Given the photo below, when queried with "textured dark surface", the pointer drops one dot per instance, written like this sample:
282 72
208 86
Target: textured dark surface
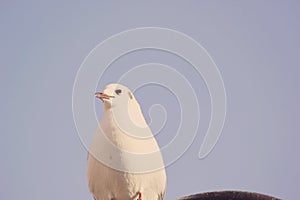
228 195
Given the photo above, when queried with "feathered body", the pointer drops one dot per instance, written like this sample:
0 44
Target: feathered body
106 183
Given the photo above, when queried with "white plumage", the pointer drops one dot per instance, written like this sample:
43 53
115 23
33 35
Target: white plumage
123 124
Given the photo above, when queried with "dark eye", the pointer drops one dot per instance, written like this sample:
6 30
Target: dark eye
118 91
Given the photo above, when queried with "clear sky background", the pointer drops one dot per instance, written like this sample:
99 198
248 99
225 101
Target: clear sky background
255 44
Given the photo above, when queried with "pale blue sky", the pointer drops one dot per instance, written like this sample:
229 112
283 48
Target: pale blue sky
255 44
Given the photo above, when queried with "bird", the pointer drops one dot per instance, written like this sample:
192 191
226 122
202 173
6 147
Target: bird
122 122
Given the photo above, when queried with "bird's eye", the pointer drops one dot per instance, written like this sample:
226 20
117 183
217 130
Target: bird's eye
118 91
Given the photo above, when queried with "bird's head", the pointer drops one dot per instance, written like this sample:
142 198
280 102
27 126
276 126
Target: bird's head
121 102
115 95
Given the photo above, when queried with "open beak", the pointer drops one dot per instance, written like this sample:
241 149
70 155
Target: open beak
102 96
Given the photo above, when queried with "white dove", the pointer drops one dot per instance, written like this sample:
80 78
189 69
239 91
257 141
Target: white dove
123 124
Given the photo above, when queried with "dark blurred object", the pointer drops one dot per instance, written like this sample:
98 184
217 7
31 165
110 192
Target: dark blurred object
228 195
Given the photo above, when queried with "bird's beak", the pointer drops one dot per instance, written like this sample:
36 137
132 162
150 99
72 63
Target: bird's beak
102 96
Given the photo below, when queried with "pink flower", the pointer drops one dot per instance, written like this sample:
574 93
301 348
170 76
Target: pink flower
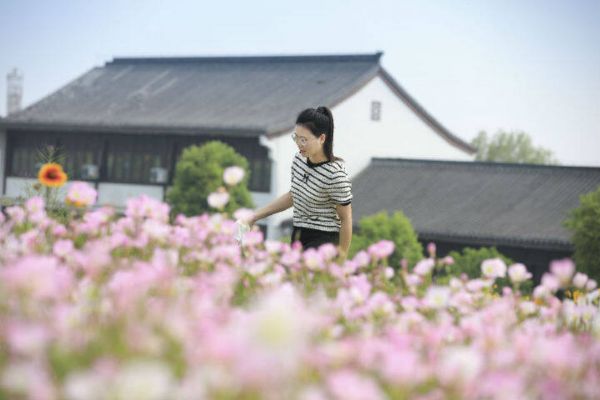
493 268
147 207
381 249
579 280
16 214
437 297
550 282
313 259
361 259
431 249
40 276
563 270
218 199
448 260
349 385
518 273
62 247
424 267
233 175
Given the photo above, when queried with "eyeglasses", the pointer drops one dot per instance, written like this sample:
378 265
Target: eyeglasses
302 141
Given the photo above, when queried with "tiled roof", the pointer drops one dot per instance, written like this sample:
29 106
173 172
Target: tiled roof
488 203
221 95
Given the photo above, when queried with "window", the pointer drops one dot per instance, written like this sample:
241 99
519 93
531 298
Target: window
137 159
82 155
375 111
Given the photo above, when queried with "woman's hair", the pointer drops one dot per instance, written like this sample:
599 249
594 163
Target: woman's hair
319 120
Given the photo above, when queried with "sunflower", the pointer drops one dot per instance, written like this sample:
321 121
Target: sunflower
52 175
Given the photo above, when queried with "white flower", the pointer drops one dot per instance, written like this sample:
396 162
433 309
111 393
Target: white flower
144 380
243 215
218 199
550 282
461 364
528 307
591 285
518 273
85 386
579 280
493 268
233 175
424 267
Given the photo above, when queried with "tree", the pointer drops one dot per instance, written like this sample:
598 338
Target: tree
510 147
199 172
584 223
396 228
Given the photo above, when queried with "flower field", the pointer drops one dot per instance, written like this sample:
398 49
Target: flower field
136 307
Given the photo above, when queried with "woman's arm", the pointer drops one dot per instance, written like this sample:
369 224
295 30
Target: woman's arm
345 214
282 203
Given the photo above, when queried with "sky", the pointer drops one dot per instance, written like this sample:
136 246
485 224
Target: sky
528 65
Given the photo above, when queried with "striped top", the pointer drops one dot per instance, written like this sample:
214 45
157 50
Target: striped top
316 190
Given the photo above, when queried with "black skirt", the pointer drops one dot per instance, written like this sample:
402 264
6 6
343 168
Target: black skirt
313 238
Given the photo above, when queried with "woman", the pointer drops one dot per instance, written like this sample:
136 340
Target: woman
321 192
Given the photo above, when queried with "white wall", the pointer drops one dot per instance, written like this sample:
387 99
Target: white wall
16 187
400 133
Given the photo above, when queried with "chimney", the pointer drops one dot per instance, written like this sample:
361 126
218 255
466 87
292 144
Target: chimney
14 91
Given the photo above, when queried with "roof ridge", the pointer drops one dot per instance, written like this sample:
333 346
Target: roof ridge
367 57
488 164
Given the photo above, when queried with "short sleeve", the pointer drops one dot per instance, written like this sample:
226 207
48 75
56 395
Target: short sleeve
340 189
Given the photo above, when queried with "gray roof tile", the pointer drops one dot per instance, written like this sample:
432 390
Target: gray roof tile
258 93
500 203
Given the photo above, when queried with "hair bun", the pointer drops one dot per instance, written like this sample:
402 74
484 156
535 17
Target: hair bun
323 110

* * *

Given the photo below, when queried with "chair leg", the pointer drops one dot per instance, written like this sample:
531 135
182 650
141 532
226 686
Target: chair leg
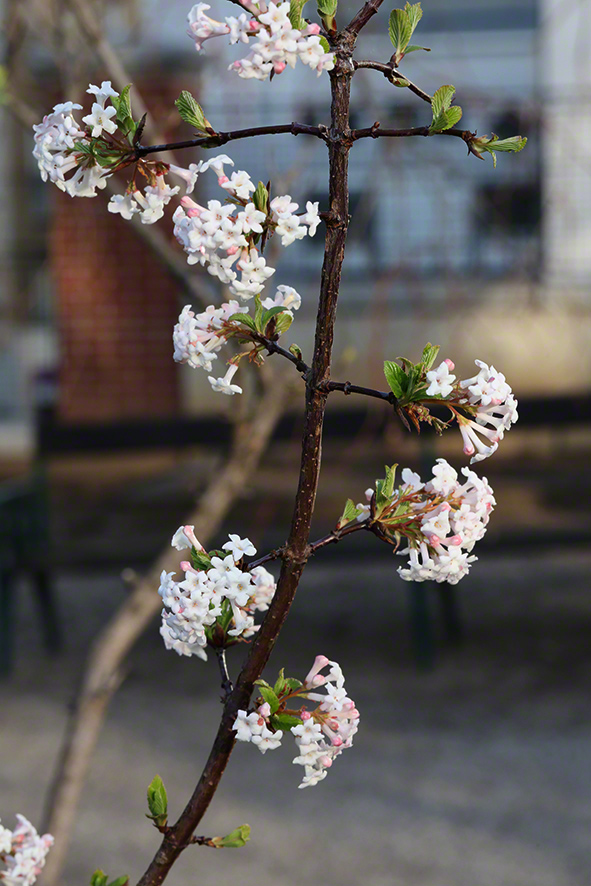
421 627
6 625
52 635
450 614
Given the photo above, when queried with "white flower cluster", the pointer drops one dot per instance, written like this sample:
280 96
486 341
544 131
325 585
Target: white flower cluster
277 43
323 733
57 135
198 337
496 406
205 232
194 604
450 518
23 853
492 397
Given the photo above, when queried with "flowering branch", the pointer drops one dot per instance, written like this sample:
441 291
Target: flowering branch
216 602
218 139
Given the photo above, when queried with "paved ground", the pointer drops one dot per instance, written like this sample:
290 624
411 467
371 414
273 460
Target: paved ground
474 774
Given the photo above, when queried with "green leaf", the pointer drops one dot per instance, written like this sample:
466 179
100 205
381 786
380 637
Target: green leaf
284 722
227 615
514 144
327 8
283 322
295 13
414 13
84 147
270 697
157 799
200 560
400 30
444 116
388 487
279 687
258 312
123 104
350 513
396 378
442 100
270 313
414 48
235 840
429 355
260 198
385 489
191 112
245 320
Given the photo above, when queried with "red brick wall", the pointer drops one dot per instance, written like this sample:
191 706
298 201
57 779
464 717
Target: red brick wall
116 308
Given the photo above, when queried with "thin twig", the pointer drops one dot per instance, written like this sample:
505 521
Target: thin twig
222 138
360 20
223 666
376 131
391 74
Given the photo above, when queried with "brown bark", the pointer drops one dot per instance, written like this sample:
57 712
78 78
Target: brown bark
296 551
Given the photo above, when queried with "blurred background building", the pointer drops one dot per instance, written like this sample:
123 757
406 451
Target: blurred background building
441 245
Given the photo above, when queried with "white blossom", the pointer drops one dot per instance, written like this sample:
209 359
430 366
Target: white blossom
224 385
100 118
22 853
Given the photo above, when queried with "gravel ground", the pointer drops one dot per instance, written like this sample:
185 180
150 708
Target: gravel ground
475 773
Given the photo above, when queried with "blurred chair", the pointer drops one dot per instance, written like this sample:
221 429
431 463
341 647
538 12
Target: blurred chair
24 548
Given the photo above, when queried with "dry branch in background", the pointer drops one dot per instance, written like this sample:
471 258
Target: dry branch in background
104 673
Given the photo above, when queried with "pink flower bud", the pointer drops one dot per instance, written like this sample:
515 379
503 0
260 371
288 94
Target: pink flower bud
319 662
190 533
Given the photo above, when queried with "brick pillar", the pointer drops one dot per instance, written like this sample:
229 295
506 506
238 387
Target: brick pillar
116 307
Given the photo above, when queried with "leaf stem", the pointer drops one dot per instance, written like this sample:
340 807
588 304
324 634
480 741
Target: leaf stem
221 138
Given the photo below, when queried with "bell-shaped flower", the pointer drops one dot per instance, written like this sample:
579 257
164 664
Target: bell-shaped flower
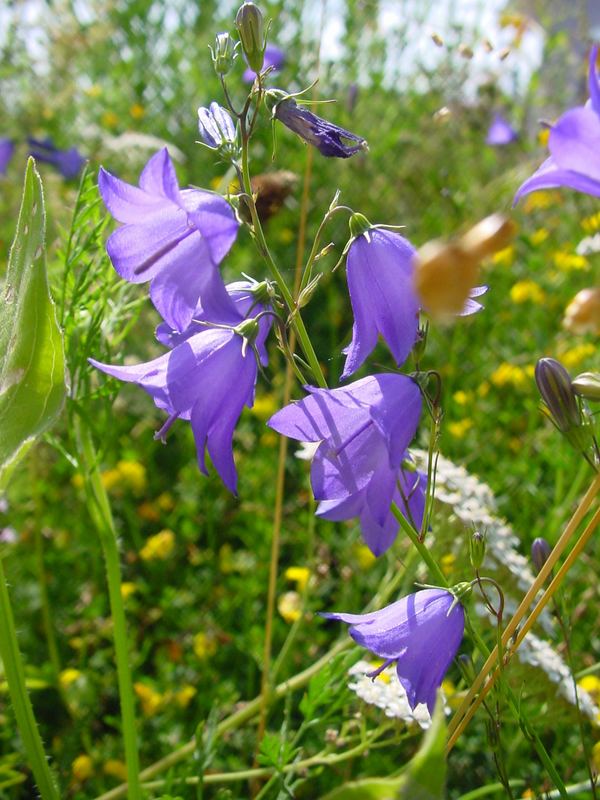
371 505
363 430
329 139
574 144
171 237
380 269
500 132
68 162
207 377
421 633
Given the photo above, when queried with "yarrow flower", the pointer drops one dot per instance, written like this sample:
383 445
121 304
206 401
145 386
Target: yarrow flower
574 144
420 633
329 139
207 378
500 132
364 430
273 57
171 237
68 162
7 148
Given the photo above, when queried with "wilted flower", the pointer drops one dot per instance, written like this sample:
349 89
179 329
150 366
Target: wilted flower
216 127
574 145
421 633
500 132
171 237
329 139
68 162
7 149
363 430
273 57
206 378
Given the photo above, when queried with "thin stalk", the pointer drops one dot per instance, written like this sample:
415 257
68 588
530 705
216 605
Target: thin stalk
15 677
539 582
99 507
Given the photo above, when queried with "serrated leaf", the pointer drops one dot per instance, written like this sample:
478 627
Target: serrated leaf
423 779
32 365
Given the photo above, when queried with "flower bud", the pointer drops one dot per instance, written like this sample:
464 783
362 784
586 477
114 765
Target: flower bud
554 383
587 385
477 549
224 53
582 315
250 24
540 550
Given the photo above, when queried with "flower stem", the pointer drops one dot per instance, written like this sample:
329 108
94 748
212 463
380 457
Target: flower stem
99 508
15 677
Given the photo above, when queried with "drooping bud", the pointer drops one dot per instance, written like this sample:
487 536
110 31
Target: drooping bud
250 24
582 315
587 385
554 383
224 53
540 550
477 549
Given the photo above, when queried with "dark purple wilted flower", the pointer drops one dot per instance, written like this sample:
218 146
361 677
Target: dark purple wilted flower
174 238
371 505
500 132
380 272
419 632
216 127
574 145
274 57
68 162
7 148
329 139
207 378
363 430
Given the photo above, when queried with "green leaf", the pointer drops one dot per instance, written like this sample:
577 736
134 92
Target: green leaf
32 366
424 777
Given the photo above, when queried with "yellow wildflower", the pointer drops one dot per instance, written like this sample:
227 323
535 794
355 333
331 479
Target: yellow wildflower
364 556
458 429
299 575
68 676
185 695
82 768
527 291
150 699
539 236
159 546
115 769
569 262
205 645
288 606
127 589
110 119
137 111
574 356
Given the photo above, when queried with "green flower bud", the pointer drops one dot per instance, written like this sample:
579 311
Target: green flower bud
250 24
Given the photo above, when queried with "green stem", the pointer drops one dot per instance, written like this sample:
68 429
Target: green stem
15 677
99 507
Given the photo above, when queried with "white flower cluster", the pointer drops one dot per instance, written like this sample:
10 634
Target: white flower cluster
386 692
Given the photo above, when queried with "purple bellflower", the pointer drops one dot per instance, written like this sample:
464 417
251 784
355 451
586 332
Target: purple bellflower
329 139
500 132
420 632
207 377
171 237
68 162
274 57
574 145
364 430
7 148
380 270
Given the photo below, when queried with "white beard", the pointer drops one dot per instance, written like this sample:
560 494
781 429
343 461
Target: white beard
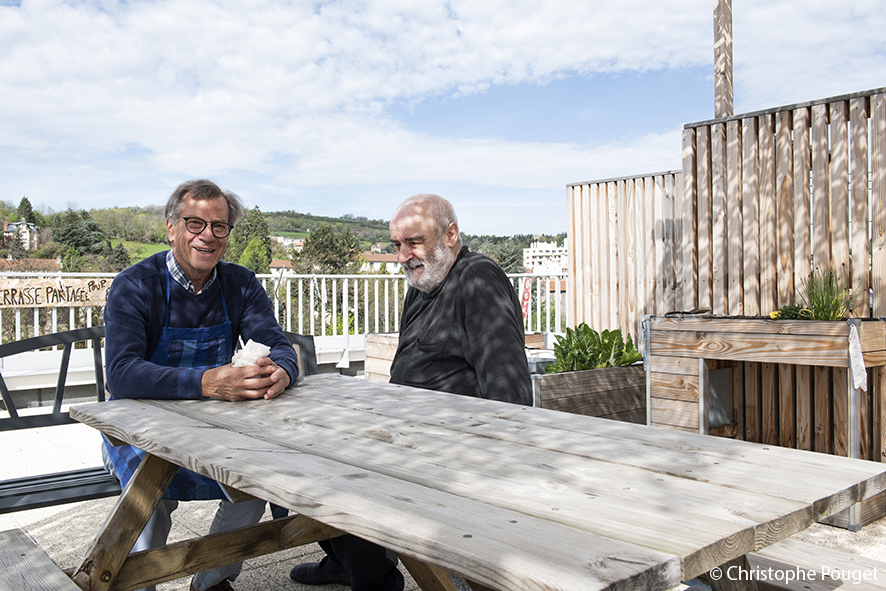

--

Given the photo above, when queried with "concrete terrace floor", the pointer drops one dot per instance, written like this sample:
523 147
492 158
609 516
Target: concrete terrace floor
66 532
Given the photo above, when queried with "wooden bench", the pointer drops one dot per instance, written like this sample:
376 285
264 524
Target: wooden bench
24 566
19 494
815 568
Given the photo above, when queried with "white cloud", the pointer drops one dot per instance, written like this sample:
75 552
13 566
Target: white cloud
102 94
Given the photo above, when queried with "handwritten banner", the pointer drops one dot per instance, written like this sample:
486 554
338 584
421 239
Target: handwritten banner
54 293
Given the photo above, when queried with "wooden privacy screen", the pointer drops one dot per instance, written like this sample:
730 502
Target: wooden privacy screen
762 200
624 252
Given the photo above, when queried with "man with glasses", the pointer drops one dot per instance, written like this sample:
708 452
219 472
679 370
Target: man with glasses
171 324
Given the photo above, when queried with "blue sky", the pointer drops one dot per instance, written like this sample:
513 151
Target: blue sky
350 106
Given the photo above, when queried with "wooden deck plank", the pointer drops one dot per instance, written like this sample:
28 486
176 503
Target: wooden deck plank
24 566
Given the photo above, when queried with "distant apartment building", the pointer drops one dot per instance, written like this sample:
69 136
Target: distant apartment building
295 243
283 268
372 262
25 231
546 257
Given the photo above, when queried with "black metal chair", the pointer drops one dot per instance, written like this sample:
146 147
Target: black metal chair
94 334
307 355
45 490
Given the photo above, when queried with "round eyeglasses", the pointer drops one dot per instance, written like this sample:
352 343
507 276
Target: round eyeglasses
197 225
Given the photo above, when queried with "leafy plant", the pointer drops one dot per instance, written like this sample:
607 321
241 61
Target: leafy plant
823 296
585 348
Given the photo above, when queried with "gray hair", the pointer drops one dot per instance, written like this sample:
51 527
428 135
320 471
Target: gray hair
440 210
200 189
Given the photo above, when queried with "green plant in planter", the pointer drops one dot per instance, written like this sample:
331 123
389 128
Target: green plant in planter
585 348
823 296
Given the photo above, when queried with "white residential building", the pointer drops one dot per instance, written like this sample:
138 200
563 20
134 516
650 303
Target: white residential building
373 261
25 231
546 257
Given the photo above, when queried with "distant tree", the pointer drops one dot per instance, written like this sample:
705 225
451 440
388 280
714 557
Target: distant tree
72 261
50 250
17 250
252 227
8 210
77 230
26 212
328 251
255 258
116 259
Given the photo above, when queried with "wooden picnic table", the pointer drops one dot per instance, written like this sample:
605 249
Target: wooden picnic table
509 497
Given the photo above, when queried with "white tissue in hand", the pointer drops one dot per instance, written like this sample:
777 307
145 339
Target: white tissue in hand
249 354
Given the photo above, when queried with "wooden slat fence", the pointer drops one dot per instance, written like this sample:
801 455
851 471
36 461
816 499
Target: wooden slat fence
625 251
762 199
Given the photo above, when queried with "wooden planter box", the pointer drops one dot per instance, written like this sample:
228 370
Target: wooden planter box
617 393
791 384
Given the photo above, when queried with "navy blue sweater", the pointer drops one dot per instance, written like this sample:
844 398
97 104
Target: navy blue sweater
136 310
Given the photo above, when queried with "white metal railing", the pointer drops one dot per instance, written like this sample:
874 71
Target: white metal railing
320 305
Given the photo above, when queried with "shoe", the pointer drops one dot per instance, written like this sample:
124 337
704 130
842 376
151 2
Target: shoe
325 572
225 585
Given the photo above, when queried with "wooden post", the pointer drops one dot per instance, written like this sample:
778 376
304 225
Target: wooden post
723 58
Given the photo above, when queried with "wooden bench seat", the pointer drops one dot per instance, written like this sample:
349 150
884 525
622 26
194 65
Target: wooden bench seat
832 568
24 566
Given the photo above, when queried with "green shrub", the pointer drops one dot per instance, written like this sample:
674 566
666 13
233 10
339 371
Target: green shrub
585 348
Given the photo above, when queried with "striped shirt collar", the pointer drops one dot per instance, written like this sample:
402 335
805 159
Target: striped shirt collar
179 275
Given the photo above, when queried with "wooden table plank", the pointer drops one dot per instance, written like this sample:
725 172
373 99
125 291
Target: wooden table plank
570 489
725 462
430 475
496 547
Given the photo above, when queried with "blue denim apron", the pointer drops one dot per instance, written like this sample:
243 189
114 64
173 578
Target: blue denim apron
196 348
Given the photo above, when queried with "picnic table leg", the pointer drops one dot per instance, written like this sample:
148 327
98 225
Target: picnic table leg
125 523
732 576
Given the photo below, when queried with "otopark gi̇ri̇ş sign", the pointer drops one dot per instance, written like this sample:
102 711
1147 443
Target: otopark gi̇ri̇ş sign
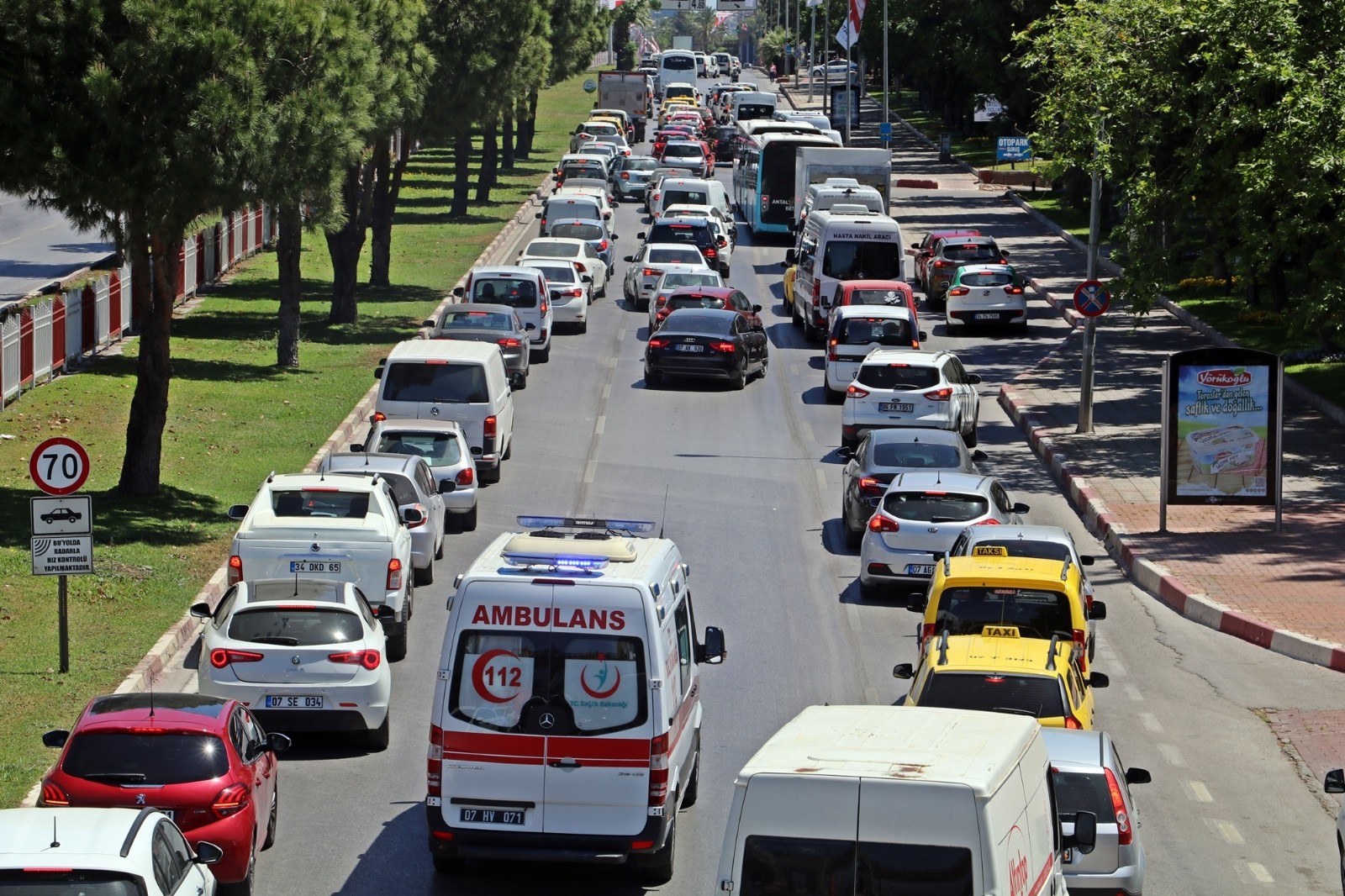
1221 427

◆ What you should do
Lines that hold "beard" are the ones to copy, so pick each out from the data.

◆ Solution for this task
Given the photo below, when queried with "white beard", the pointer drops one dot per instance, written like this sample:
Target: white beard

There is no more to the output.